▸ TASK DETAILS
Please copy every line below that contains the string "wall".

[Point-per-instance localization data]

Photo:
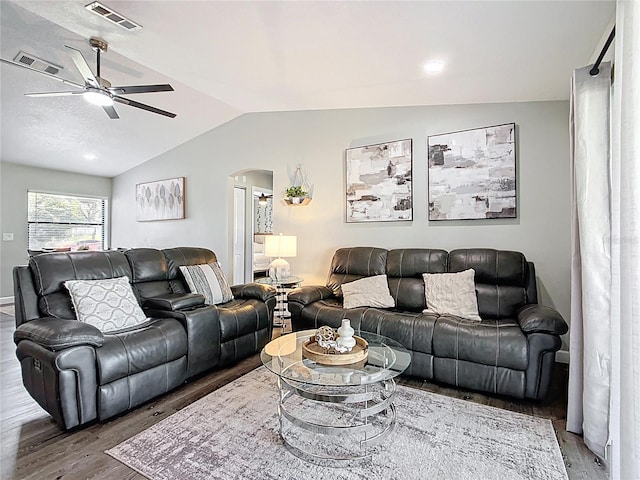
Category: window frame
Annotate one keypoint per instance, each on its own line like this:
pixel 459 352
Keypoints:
pixel 105 245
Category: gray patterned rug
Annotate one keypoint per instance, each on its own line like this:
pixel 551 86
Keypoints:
pixel 232 433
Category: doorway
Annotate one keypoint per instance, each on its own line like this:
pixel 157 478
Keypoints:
pixel 239 225
pixel 252 221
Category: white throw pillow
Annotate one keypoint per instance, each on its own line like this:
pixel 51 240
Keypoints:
pixel 452 293
pixel 367 292
pixel 208 280
pixel 109 304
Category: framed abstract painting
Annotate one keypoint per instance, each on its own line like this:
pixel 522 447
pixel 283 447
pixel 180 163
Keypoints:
pixel 161 200
pixel 379 182
pixel 472 174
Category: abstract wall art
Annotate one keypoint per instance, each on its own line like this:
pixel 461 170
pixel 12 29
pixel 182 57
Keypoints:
pixel 161 200
pixel 379 183
pixel 472 174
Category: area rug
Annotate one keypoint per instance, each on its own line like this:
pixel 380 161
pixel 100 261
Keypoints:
pixel 232 433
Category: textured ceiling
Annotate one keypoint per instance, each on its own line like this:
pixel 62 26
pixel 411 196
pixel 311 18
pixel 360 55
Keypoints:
pixel 229 58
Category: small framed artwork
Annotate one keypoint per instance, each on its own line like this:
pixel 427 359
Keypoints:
pixel 379 182
pixel 472 174
pixel 160 200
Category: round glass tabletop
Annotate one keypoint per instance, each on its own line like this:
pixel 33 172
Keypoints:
pixel 386 359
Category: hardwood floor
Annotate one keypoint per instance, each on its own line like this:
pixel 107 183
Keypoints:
pixel 33 447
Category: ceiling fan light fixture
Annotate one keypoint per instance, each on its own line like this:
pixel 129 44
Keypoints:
pixel 98 97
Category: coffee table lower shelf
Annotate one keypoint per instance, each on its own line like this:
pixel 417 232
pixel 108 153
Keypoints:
pixel 333 425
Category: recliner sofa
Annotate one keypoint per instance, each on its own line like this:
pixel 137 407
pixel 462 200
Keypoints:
pixel 79 374
pixel 510 352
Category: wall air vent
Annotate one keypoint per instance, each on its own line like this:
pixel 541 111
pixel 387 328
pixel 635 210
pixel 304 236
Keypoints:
pixel 113 16
pixel 37 63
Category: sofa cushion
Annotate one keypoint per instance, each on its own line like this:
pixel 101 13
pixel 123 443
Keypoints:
pixel 241 317
pixel 497 343
pixel 404 273
pixel 179 256
pixel 109 304
pixel 351 264
pixel 502 279
pixel 51 270
pixel 127 353
pixel 367 292
pixel 208 280
pixel 452 293
pixel 413 330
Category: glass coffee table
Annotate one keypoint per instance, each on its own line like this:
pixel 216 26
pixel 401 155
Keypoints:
pixel 330 414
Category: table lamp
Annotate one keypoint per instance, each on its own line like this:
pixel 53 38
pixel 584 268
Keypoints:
pixel 280 246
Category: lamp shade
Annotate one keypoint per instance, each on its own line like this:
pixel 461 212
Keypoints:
pixel 280 246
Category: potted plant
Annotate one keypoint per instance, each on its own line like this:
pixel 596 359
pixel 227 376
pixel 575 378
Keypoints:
pixel 295 194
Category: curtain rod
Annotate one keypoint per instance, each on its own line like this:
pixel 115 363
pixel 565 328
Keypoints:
pixel 596 70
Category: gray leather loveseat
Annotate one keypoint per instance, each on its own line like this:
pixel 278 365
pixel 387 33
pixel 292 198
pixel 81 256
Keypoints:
pixel 510 352
pixel 79 374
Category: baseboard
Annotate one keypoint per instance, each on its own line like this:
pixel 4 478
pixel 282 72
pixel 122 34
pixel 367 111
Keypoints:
pixel 6 300
pixel 562 356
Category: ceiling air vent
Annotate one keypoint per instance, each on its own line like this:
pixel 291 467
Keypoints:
pixel 113 16
pixel 37 63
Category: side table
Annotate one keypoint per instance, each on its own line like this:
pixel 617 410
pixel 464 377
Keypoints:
pixel 283 287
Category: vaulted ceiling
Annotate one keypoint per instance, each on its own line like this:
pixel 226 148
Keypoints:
pixel 228 58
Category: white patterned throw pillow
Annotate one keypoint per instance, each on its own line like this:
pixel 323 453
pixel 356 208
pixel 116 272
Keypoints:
pixel 109 304
pixel 208 280
pixel 452 293
pixel 367 292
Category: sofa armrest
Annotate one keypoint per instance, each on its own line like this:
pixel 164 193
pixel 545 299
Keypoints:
pixel 57 334
pixel 174 301
pixel 309 294
pixel 536 318
pixel 258 291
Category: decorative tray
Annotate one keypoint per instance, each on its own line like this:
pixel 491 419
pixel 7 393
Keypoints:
pixel 312 351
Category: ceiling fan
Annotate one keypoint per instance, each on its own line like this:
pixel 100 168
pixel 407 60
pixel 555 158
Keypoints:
pixel 97 90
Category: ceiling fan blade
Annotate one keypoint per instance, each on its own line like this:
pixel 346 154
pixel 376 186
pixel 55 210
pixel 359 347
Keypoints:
pixel 111 112
pixel 83 66
pixel 54 94
pixel 149 108
pixel 140 89
pixel 66 82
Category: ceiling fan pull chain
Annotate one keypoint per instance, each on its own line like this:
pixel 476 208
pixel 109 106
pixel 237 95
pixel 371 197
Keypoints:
pixel 98 63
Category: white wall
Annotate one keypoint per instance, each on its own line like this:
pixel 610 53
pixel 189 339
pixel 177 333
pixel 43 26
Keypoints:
pixel 16 181
pixel 317 140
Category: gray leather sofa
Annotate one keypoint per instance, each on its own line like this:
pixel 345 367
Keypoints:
pixel 78 374
pixel 511 352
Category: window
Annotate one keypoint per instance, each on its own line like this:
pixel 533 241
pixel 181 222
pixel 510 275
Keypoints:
pixel 65 222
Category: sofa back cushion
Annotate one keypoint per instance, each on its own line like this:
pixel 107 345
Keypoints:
pixel 182 256
pixel 350 264
pixel 504 280
pixel 404 273
pixel 150 272
pixel 51 270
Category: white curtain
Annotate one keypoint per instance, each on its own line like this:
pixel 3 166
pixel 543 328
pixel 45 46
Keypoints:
pixel 604 383
pixel 624 425
pixel 590 341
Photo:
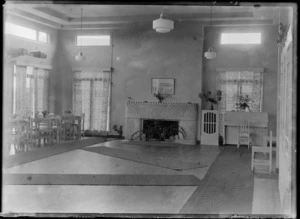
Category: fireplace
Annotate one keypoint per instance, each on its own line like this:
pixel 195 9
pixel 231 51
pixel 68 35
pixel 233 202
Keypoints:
pixel 178 119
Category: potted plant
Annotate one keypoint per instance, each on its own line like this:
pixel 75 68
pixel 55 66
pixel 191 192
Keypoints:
pixel 45 112
pixel 213 100
pixel 244 102
pixel 160 96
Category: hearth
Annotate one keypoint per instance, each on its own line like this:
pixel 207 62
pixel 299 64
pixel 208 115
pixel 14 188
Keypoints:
pixel 166 121
pixel 160 130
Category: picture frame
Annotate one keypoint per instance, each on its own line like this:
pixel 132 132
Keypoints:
pixel 163 85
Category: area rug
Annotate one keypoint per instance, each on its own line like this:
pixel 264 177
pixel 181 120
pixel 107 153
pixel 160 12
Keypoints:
pixel 227 187
pixel 156 143
pixel 100 179
pixel 43 152
pixel 161 161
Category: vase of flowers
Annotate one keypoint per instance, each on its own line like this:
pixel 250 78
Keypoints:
pixel 45 112
pixel 207 96
pixel 160 96
pixel 244 103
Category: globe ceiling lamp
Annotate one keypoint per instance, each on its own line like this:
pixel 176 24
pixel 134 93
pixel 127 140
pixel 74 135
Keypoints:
pixel 163 25
pixel 210 54
pixel 80 57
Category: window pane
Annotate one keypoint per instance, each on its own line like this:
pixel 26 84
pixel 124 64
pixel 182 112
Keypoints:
pixel 241 38
pixel 20 31
pixel 43 37
pixel 103 40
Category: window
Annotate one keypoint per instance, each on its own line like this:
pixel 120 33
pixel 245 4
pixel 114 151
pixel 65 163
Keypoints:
pixel 235 83
pixel 30 90
pixel 240 38
pixel 43 37
pixel 91 97
pixel 20 31
pixel 26 33
pixel 100 40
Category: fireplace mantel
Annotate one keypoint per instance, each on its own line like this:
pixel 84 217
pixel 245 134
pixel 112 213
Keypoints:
pixel 185 113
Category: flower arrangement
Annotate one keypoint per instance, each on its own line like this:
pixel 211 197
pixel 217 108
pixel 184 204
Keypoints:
pixel 160 96
pixel 68 111
pixel 45 112
pixel 213 100
pixel 119 130
pixel 244 102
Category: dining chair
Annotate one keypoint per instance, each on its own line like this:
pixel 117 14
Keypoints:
pixel 262 155
pixel 44 131
pixel 245 134
pixel 18 135
pixel 32 135
pixel 67 127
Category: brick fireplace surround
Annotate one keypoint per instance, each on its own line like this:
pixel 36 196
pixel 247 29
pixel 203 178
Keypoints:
pixel 185 113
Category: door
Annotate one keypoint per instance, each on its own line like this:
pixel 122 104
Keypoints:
pixel 285 125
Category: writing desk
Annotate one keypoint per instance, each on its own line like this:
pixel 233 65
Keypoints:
pixel 232 120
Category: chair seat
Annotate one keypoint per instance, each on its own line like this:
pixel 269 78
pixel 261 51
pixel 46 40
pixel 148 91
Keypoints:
pixel 262 155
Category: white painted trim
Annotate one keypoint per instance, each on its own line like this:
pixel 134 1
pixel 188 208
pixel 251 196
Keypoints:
pixel 21 63
pixel 108 70
pixel 240 69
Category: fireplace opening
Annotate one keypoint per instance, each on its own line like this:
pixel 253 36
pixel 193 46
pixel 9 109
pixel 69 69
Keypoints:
pixel 160 130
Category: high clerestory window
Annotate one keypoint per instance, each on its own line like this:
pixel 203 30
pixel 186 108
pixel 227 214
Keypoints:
pixel 241 38
pixel 97 40
pixel 27 33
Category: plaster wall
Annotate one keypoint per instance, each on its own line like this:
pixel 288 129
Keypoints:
pixel 139 54
pixel 245 56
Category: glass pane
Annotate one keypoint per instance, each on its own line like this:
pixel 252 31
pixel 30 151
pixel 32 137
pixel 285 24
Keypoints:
pixel 103 40
pixel 20 31
pixel 43 37
pixel 241 38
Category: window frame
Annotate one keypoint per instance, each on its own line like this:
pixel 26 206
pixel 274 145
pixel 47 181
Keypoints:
pixel 241 34
pixel 76 40
pixel 37 32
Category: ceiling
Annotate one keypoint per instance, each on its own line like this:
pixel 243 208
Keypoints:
pixel 68 16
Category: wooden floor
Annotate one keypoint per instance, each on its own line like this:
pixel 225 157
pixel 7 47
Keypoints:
pixel 80 180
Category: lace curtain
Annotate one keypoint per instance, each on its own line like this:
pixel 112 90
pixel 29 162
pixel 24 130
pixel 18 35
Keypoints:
pixel 236 83
pixel 91 97
pixel 30 90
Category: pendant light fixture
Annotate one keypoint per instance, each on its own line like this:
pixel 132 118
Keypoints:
pixel 80 57
pixel 210 54
pixel 163 25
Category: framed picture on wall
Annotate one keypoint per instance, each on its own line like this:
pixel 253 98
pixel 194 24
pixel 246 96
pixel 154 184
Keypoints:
pixel 163 85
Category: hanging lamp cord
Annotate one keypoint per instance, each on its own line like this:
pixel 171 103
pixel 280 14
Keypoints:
pixel 81 32
pixel 211 14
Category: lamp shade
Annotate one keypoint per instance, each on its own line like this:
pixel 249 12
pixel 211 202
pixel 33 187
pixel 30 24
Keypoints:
pixel 210 54
pixel 80 57
pixel 163 25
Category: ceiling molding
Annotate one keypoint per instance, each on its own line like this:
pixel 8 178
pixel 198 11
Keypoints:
pixel 93 26
pixel 33 17
pixel 242 22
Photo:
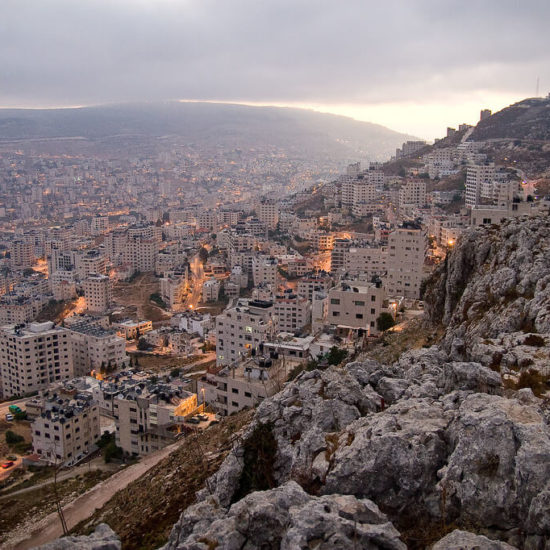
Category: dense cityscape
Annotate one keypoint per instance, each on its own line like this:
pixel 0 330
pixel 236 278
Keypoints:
pixel 274 276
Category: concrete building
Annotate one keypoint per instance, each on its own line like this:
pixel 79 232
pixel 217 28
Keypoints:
pixel 233 389
pixel 95 347
pixel 412 193
pixel 67 428
pixel 97 291
pixel 242 328
pixel 211 290
pixel 33 357
pixel 264 270
pixel 268 213
pixel 367 260
pixel 21 254
pixel 173 287
pixel 130 330
pixel 99 225
pixel 406 254
pixel 293 312
pixel 147 415
pixel 319 282
pixel 354 308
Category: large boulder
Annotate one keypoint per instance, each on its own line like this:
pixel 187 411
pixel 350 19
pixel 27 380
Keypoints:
pixel 463 540
pixel 285 518
pixel 103 538
pixel 498 464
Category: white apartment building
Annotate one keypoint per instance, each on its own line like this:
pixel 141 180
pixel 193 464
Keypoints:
pixel 130 330
pixel 264 270
pixel 63 285
pixel 406 254
pixel 268 213
pixel 66 429
pixel 141 253
pixel 97 291
pixel 146 417
pixel 211 290
pixel 293 312
pixel 173 288
pixel 242 328
pixel 33 357
pixel 199 323
pixel 99 225
pixel 231 390
pixel 354 307
pixel 311 283
pixel 368 260
pixel 479 182
pixel 412 193
pixel 95 347
pixel 338 254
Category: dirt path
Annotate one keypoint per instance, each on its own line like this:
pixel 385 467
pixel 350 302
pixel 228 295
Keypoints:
pixel 49 528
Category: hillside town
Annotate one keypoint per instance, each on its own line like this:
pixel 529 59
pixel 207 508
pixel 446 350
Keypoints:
pixel 246 290
pixel 140 306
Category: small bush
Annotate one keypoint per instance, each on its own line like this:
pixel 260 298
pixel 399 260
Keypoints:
pixel 384 322
pixel 260 450
pixel 534 340
pixel 12 438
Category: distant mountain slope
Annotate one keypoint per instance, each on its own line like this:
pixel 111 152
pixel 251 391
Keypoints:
pixel 527 119
pixel 208 122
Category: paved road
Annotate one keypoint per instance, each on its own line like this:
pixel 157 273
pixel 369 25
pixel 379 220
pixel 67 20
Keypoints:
pixel 81 508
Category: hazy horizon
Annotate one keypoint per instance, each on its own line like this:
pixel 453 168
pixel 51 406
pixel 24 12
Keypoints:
pixel 412 67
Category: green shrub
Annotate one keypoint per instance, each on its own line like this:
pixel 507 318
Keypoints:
pixel 12 438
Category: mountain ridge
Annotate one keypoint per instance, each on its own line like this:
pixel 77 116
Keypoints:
pixel 204 121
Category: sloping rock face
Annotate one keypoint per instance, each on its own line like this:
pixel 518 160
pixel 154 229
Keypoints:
pixel 429 441
pixel 392 456
pixel 527 119
pixel 492 293
pixel 103 538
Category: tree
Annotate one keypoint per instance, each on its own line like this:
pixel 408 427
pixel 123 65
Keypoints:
pixel 12 438
pixel 142 345
pixel 384 322
pixel 203 255
pixel 336 355
pixel 174 373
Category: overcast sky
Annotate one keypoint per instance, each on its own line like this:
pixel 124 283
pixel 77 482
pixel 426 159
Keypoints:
pixel 413 65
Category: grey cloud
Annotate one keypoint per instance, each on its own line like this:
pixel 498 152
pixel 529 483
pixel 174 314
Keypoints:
pixel 59 52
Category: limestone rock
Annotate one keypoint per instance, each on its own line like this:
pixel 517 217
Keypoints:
pixel 103 538
pixel 463 540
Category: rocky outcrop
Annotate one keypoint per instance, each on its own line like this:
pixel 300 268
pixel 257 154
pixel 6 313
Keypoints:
pixel 493 294
pixel 103 538
pixel 429 441
pixel 389 456
pixel 287 518
pixel 462 540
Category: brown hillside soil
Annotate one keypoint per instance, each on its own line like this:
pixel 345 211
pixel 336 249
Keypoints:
pixel 143 513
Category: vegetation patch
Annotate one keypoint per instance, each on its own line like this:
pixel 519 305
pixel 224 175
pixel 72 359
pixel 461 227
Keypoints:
pixel 260 450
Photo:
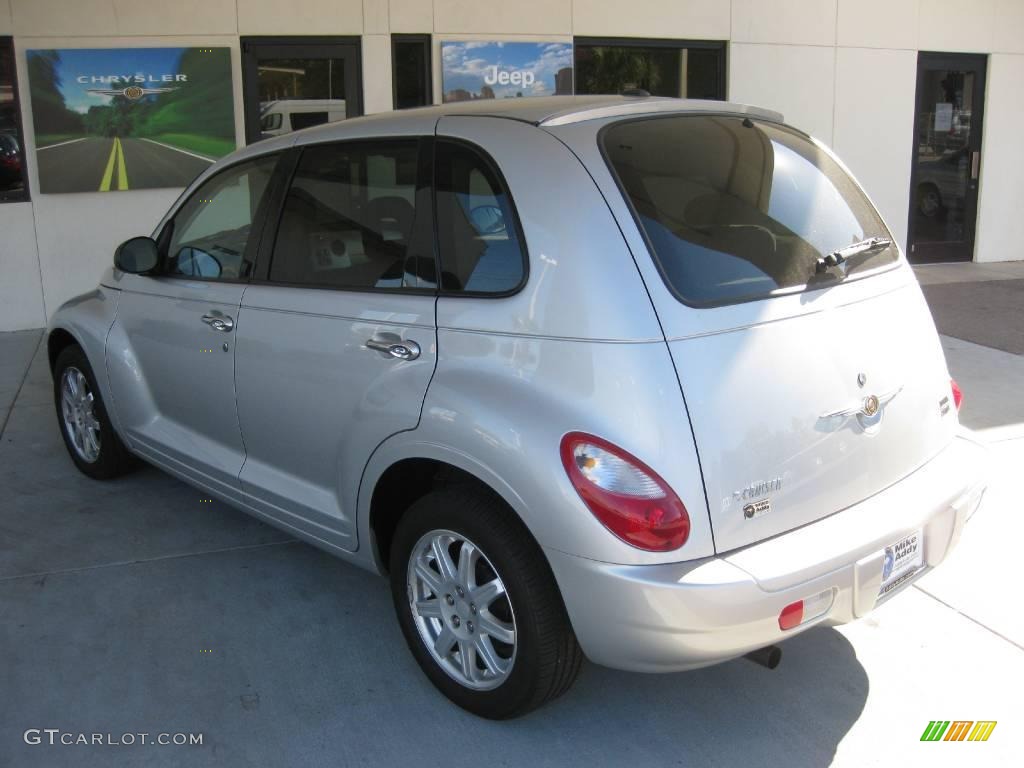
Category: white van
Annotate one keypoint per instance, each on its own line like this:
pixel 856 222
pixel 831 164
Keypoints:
pixel 278 118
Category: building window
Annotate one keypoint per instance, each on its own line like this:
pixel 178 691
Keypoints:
pixel 349 218
pixel 297 82
pixel 684 69
pixel 12 171
pixel 411 71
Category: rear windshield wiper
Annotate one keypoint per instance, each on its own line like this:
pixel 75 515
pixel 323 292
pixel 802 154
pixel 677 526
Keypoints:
pixel 840 255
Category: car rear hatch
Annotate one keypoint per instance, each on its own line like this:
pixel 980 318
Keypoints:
pixel 810 387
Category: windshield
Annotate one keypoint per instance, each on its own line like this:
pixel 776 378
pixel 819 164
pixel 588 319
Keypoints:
pixel 735 209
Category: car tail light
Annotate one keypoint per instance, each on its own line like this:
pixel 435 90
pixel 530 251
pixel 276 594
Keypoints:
pixel 806 610
pixel 626 495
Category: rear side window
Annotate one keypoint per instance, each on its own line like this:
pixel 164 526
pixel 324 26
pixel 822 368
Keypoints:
pixel 349 216
pixel 735 209
pixel 478 235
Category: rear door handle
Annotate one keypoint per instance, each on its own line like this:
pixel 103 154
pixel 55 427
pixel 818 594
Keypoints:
pixel 403 350
pixel 218 321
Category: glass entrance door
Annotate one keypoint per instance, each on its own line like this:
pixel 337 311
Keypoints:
pixel 293 83
pixel 946 157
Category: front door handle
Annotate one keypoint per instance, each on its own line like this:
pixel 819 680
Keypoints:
pixel 218 321
pixel 403 350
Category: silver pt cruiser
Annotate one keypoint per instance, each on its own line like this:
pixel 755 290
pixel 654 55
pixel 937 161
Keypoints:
pixel 639 379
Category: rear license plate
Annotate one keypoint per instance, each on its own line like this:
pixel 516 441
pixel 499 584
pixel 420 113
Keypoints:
pixel 902 560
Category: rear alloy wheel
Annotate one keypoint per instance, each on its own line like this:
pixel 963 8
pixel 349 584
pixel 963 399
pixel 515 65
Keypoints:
pixel 478 604
pixel 85 426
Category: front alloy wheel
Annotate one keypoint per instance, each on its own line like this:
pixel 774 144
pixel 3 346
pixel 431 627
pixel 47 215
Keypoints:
pixel 85 425
pixel 461 609
pixel 79 417
pixel 478 604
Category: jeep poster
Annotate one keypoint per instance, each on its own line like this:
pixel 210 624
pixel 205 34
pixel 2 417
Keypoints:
pixel 120 119
pixel 497 70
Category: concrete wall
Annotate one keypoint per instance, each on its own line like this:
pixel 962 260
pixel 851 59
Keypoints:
pixel 843 70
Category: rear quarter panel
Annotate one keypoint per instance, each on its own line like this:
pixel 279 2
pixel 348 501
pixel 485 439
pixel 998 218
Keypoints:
pixel 88 318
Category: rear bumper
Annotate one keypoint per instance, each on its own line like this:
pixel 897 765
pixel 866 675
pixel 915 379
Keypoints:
pixel 683 615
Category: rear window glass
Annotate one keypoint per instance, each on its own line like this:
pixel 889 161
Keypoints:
pixel 735 209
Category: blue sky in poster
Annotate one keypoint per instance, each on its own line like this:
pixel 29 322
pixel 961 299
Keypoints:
pixel 89 62
pixel 465 65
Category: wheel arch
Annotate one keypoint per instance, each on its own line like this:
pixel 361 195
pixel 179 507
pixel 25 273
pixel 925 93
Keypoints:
pixel 401 471
pixel 57 340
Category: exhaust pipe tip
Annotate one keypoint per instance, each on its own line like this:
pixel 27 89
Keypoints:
pixel 769 656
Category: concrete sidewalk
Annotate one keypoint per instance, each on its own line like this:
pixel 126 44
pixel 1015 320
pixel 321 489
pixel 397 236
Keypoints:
pixel 132 606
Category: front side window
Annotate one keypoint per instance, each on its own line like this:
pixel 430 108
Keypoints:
pixel 11 155
pixel 211 233
pixel 478 238
pixel 735 209
pixel 349 219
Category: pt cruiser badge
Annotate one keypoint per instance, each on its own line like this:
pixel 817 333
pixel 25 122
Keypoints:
pixel 867 410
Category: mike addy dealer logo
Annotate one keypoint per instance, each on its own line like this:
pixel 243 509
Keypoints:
pixel 958 730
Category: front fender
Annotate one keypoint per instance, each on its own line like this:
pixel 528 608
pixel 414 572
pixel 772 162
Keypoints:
pixel 88 318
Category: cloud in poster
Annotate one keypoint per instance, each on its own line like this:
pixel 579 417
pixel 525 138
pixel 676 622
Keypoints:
pixel 465 65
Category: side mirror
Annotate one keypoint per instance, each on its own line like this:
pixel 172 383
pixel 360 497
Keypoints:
pixel 137 256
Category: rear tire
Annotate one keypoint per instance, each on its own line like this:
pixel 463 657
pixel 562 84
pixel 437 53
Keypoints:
pixel 501 679
pixel 85 425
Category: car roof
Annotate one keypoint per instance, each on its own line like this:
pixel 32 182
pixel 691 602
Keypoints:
pixel 562 110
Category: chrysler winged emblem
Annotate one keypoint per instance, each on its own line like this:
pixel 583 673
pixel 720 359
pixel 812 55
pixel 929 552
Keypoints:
pixel 867 410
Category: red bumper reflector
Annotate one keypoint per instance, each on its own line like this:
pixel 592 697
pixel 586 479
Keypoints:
pixel 957 394
pixel 792 615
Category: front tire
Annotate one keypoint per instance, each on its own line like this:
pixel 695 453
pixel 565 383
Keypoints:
pixel 85 425
pixel 478 605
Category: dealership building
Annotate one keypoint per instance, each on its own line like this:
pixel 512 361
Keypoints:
pixel 108 108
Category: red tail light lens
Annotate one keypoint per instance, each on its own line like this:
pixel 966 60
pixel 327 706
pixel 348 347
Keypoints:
pixel 957 394
pixel 792 615
pixel 626 495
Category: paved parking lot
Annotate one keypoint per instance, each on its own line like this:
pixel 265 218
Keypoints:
pixel 135 606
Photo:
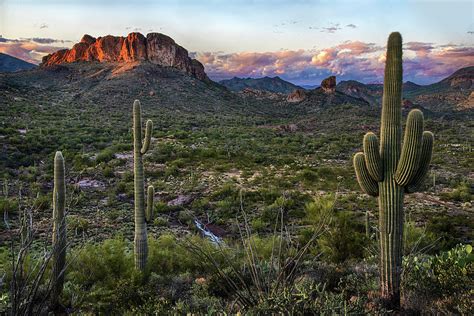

▸ TASK OUTPUT
Category: abstract wall art
Category: wall air vent
Category: white wall
Category: plaster wall
Category: framed picture on wall
Category: concrete wall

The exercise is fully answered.